:: GIVEN DATA ::

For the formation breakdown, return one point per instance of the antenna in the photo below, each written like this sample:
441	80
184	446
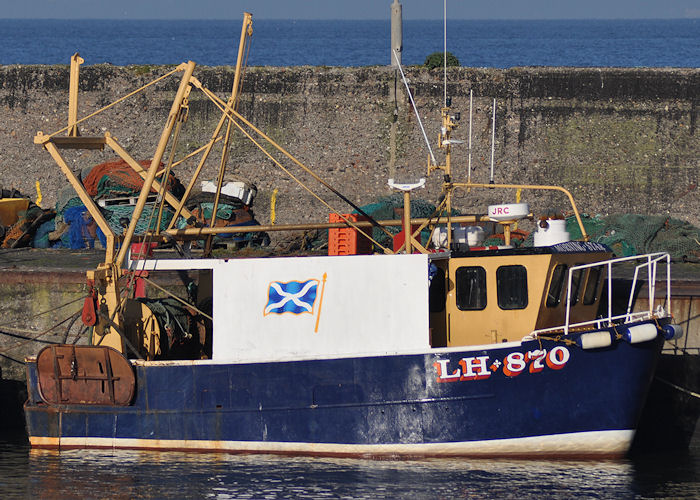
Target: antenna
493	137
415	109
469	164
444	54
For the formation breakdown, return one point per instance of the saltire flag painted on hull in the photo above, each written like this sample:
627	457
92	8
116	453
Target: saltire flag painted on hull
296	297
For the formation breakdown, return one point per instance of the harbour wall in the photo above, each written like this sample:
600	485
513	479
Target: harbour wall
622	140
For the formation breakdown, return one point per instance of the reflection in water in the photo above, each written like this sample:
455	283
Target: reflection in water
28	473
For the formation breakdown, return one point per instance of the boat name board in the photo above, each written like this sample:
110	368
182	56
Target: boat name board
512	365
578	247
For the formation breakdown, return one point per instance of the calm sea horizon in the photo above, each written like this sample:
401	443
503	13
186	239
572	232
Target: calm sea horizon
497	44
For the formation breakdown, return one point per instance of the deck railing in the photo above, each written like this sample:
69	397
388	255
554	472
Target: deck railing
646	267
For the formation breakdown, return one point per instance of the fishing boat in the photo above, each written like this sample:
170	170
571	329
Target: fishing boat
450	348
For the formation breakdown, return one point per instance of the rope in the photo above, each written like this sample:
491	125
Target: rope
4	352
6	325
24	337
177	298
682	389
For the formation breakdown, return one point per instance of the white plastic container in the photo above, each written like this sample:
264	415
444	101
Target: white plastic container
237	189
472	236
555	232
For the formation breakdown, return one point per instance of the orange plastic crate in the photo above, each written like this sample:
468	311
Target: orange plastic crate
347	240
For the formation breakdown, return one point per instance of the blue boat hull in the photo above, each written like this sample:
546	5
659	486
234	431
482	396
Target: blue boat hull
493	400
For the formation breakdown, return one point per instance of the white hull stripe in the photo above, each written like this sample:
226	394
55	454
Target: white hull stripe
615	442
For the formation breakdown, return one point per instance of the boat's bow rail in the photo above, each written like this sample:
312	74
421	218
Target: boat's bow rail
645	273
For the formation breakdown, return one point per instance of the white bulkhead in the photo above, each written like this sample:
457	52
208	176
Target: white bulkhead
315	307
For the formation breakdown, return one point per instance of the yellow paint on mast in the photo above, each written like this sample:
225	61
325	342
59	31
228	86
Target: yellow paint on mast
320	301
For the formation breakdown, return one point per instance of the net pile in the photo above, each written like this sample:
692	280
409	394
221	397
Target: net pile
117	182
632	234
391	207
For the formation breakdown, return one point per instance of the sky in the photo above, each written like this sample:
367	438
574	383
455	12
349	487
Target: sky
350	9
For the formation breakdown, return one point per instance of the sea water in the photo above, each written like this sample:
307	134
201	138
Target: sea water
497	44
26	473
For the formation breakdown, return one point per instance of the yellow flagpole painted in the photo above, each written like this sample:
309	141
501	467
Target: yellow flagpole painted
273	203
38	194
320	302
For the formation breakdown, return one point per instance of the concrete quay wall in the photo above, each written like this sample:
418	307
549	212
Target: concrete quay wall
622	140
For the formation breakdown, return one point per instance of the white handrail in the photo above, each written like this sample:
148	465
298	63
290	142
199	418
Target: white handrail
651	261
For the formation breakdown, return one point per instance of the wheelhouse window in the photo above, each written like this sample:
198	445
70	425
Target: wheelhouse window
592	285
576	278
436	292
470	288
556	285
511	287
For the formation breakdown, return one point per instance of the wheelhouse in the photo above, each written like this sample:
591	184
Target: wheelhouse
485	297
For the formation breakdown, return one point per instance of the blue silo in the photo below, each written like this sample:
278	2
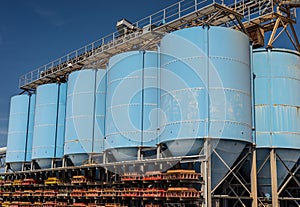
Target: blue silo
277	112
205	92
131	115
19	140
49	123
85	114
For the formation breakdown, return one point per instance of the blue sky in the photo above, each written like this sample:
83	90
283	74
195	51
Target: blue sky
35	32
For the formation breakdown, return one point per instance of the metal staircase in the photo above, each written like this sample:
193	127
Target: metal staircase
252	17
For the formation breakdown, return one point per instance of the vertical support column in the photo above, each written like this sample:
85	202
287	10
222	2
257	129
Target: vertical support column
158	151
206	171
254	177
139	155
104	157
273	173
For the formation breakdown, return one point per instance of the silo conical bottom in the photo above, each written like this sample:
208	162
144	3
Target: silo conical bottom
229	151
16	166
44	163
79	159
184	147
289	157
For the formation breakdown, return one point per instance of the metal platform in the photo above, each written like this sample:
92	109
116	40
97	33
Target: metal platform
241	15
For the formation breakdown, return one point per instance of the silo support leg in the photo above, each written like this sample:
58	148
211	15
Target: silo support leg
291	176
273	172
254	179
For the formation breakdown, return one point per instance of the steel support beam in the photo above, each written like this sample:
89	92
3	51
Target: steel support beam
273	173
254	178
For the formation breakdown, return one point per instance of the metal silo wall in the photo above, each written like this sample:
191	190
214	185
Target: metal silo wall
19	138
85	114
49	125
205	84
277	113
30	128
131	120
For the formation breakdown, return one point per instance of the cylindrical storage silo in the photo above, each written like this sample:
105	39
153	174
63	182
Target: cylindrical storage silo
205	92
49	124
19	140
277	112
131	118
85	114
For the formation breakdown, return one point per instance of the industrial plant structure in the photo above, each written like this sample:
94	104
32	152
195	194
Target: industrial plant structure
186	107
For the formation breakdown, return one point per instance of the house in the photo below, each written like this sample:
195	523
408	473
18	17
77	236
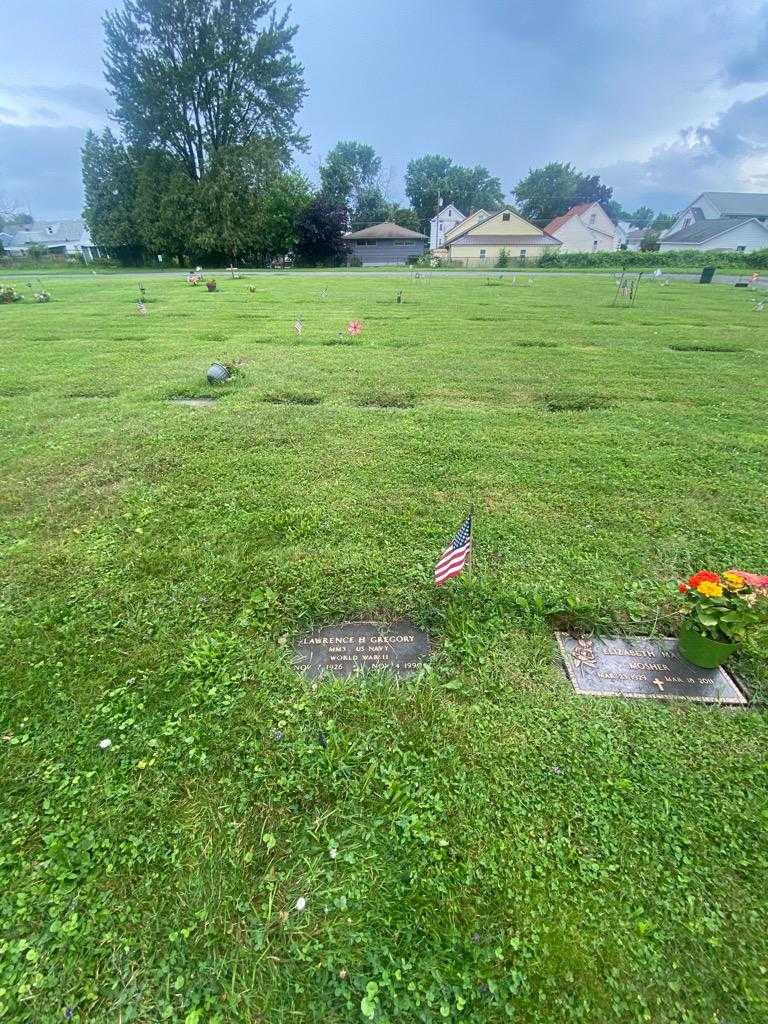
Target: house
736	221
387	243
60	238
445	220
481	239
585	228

:::

§ EXERCISE GOAL
Looking at the records above, which lines contain "below"? Copy those lines.

§ ANSWER AREA
For the formation breakdown, return one point per instance of the antenna in the photo below, each written like this sample:
For the formation breakdown, return one point per instance of the blue silo in the photo below, each written like this sample:
For the formation breakdown, return one point per instance of the house in the photo below, each written like this sample:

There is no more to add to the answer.